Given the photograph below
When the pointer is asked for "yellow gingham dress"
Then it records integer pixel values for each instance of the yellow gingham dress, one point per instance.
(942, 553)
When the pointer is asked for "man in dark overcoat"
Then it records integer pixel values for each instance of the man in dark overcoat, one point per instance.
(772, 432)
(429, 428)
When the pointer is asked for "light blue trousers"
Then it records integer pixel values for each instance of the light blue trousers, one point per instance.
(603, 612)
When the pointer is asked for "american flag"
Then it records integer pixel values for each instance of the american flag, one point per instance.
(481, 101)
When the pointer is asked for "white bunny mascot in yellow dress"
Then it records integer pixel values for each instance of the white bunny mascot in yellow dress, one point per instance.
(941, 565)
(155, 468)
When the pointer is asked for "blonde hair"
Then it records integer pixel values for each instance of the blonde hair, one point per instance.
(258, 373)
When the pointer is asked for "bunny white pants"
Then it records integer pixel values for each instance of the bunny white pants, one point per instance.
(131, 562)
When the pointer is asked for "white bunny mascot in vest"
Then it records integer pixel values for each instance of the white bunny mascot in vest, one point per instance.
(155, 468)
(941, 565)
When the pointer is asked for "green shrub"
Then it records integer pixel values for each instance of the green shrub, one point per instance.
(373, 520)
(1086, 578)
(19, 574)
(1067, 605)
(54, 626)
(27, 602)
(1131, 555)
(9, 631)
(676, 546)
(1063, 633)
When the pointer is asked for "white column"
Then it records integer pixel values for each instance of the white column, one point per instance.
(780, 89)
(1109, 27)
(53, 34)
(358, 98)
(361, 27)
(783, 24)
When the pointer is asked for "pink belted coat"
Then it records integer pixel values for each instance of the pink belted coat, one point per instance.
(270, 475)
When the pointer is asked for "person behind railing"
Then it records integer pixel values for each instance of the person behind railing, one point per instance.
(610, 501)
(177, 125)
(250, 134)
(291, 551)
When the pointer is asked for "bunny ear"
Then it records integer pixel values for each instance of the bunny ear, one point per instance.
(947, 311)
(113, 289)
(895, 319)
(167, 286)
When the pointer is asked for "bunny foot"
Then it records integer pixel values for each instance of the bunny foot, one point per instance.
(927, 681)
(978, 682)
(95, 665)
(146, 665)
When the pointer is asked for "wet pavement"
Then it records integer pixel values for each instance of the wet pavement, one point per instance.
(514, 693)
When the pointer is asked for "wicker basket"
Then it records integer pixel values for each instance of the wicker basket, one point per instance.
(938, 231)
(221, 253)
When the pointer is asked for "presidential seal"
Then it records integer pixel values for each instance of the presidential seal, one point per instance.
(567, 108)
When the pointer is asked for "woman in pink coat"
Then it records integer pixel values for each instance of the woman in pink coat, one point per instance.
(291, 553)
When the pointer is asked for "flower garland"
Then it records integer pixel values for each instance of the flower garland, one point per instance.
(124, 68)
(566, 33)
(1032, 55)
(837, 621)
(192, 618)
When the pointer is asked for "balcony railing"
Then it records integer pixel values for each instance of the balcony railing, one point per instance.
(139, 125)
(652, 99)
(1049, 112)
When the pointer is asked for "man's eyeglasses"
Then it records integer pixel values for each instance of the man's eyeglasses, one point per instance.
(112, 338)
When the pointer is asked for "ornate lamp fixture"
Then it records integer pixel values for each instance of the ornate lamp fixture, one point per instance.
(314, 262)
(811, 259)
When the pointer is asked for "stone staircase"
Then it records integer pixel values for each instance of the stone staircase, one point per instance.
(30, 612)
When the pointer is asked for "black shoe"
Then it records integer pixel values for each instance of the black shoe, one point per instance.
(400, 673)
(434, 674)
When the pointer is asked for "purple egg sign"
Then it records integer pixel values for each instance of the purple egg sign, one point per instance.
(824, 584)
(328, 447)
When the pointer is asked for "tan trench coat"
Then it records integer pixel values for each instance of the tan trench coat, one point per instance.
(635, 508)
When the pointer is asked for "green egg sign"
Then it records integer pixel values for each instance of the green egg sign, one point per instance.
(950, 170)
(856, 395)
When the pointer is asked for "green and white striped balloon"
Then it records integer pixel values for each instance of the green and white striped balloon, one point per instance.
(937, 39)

------------------------------------------------------------

Gather each line in the data above that contains the string "eyeglasses", and copy those lines in full.

--- Written answer ---
When the pointer is asked for "man's eyeglasses"
Then it records integer pixel values for each instance of the man's eyeglasses, one point per instance.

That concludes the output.